- **BRIEF**:
Nothing but the pictures should be left out when the entries below are duplicated.

(ENTRIES SUPPLIED begins)

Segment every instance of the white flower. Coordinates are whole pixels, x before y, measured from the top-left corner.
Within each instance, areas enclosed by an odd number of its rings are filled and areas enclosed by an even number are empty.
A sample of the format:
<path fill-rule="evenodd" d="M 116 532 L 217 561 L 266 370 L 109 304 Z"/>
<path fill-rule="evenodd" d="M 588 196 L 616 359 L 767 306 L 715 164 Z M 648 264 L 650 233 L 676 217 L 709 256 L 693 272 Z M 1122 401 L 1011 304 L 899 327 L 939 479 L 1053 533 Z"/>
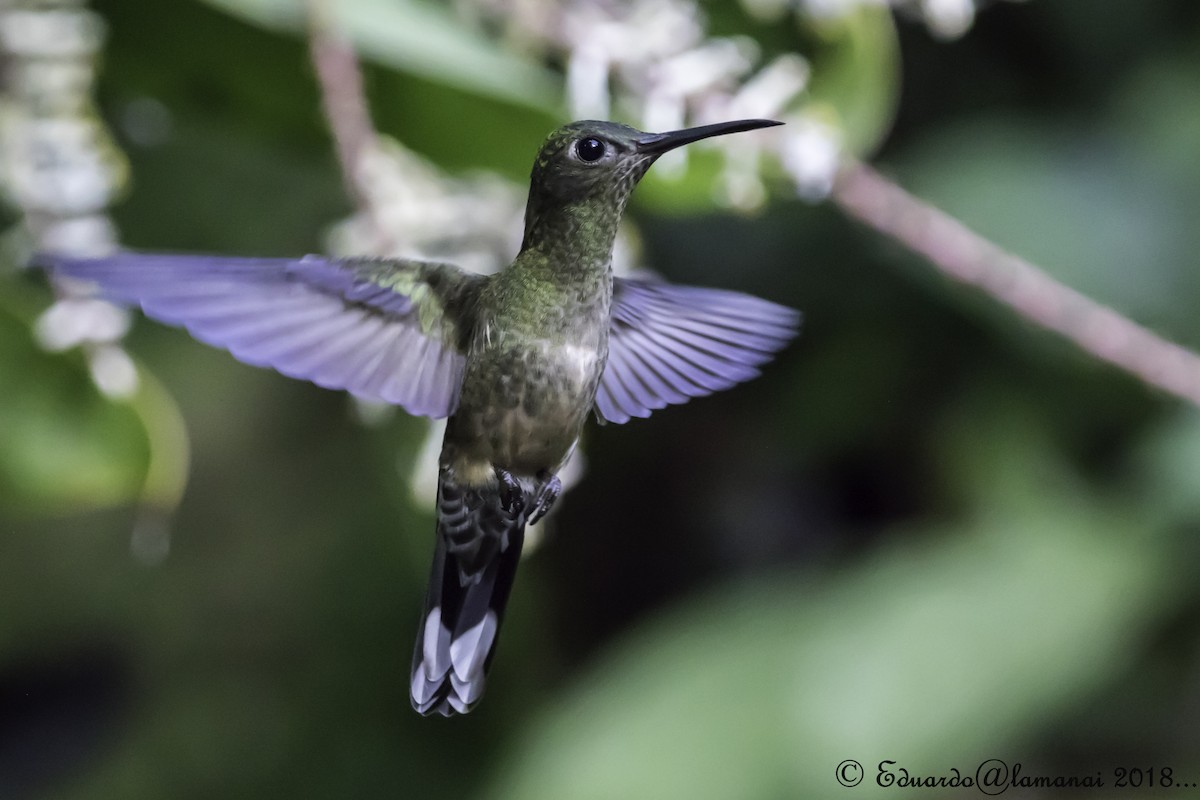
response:
<path fill-rule="evenodd" d="M 89 348 L 88 368 L 96 388 L 108 397 L 125 399 L 137 392 L 137 367 L 129 353 L 115 344 L 99 344 Z"/>
<path fill-rule="evenodd" d="M 95 297 L 64 297 L 42 312 L 34 327 L 38 343 L 58 352 L 85 342 L 114 342 L 129 330 L 129 312 Z"/>
<path fill-rule="evenodd" d="M 796 184 L 796 193 L 820 200 L 833 188 L 841 163 L 841 132 L 809 115 L 788 120 L 783 133 L 783 169 Z"/>
<path fill-rule="evenodd" d="M 975 21 L 973 0 L 920 0 L 925 24 L 943 39 L 957 39 Z"/>

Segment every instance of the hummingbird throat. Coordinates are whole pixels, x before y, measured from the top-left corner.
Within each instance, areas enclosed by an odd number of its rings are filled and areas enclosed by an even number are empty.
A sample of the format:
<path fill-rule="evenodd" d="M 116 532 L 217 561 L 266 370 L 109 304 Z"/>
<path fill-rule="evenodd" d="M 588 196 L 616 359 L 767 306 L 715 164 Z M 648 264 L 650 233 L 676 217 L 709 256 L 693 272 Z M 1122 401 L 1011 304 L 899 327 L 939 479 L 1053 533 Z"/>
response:
<path fill-rule="evenodd" d="M 607 267 L 624 205 L 585 200 L 554 206 L 530 198 L 521 250 L 545 256 L 559 270 Z"/>

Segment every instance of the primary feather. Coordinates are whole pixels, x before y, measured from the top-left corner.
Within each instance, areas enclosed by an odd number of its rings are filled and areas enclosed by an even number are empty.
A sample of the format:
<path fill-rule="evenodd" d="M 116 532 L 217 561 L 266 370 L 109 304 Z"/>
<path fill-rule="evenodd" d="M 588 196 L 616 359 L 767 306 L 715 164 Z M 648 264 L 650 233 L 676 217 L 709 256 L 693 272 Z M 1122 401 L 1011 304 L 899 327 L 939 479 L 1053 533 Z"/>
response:
<path fill-rule="evenodd" d="M 460 320 L 482 276 L 450 264 L 319 256 L 47 256 L 60 276 L 186 328 L 240 361 L 401 406 L 454 411 Z"/>

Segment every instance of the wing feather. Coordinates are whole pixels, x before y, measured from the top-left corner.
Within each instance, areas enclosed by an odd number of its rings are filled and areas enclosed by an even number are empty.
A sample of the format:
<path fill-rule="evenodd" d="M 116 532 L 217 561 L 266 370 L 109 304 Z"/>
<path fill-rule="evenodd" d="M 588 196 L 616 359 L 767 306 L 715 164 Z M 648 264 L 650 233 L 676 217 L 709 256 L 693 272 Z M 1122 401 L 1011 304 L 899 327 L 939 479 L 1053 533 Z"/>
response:
<path fill-rule="evenodd" d="M 799 325 L 798 312 L 747 294 L 617 278 L 596 413 L 627 422 L 749 380 Z"/>
<path fill-rule="evenodd" d="M 460 342 L 483 278 L 449 264 L 349 259 L 46 255 L 55 274 L 320 386 L 415 414 L 454 410 Z"/>

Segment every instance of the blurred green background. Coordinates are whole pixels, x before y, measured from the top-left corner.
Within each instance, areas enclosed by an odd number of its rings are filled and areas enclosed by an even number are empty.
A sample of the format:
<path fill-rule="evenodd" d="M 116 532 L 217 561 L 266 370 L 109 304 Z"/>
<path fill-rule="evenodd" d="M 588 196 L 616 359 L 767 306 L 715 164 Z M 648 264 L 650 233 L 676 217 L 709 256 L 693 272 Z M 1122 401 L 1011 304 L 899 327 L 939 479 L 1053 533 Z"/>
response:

(ENTRIES SUPPLIED ends)

- **SOLUTION**:
Segment every instance of the white flower. Coordinates are whole pixels, x before y, measured from the top-left corner.
Within each instance, areas enclosed by an odd number of its rings are filled and areas enclosed by an even number are empty.
A sample of the format:
<path fill-rule="evenodd" d="M 116 532 L 217 561 L 266 370 L 109 304 Z"/>
<path fill-rule="evenodd" d="M 588 196 L 616 359 L 767 306 L 715 164 Z M 648 264 L 650 233 L 676 217 L 709 256 L 693 272 Z M 1122 401 L 1011 304 L 899 327 L 939 479 L 1053 533 Z"/>
response:
<path fill-rule="evenodd" d="M 89 348 L 88 368 L 96 388 L 108 397 L 125 399 L 137 392 L 137 367 L 129 353 L 115 344 L 99 344 Z"/>
<path fill-rule="evenodd" d="M 95 297 L 64 297 L 42 312 L 34 327 L 38 343 L 58 352 L 85 342 L 114 342 L 129 330 L 129 312 Z"/>
<path fill-rule="evenodd" d="M 796 184 L 796 193 L 820 200 L 833 188 L 841 163 L 841 132 L 809 115 L 788 120 L 783 133 L 783 169 Z"/>
<path fill-rule="evenodd" d="M 975 21 L 973 0 L 920 0 L 925 24 L 943 39 L 957 39 Z"/>

Segment every instance of the hummingbird throat. Coordinates are whole pixels, x before y, measured from the top-left corner.
Within each instance, areas enclosed by an odd number of its rings are filled and areas enclosed by an even number are empty.
A sample of the format:
<path fill-rule="evenodd" d="M 116 532 L 217 561 L 266 370 L 109 304 Z"/>
<path fill-rule="evenodd" d="M 588 196 L 616 359 L 767 306 L 715 164 Z M 648 264 L 650 233 L 676 217 L 709 256 L 693 272 Z M 1122 401 L 1011 304 L 899 327 L 939 479 L 1053 533 Z"/>
response:
<path fill-rule="evenodd" d="M 607 267 L 624 205 L 585 200 L 554 206 L 530 198 L 521 250 L 545 256 L 559 270 Z"/>

Segment every instance of the primary feather. Coordinates are whole pixels, x before y, measured from the top-left corner.
Within each instance, areas enclosed by an odd number of its rings are filled and areas enclosed by an even number are empty.
A sample of the format:
<path fill-rule="evenodd" d="M 116 532 L 217 561 L 266 370 L 109 304 Z"/>
<path fill-rule="evenodd" d="M 588 196 L 616 359 L 767 306 L 715 164 Z M 648 264 L 650 233 L 676 217 L 709 256 L 693 272 Z M 1122 401 L 1011 304 L 899 327 L 939 479 L 1053 533 Z"/>
response:
<path fill-rule="evenodd" d="M 460 320 L 482 276 L 450 264 L 319 256 L 47 256 L 60 276 L 186 328 L 240 361 L 401 406 L 454 411 Z"/>

Segment every instance of the wing feather. Coordinates are whole pixels, x before y, measured from the top-left corner.
Within each instance, areas enclosed by an odd number of its rings are filled and areas enclosed by an even number are empty.
A sample of the format:
<path fill-rule="evenodd" d="M 116 532 L 217 561 L 266 370 L 109 304 Z"/>
<path fill-rule="evenodd" d="M 588 196 L 616 359 L 767 306 L 715 164 Z M 648 264 L 650 233 L 676 217 L 709 256 L 693 272 Z M 1122 401 L 1011 304 L 899 327 L 939 479 L 1053 533 Z"/>
response:
<path fill-rule="evenodd" d="M 799 325 L 798 312 L 747 294 L 617 278 L 596 413 L 627 422 L 749 380 Z"/>
<path fill-rule="evenodd" d="M 460 342 L 483 278 L 449 264 L 349 259 L 46 255 L 55 274 L 320 386 L 415 414 L 454 410 Z"/>

Segment every instance of the blurred green background. Coordinates are whole pixels, x before y, measured from the top-left corner.
Within each instance, areas enclosed by an odd number of its rings are filled and areas enclosed by an even number are empty.
A sample of the format:
<path fill-rule="evenodd" d="M 116 532 L 217 561 L 266 370 L 109 304 Z"/>
<path fill-rule="evenodd" d="M 588 196 L 616 359 L 767 306 L 715 164 Z M 648 264 L 650 233 L 676 217 L 709 256 L 693 272 Z M 1122 401 L 1011 304 L 899 327 L 939 479 L 1053 533 Z"/>
response:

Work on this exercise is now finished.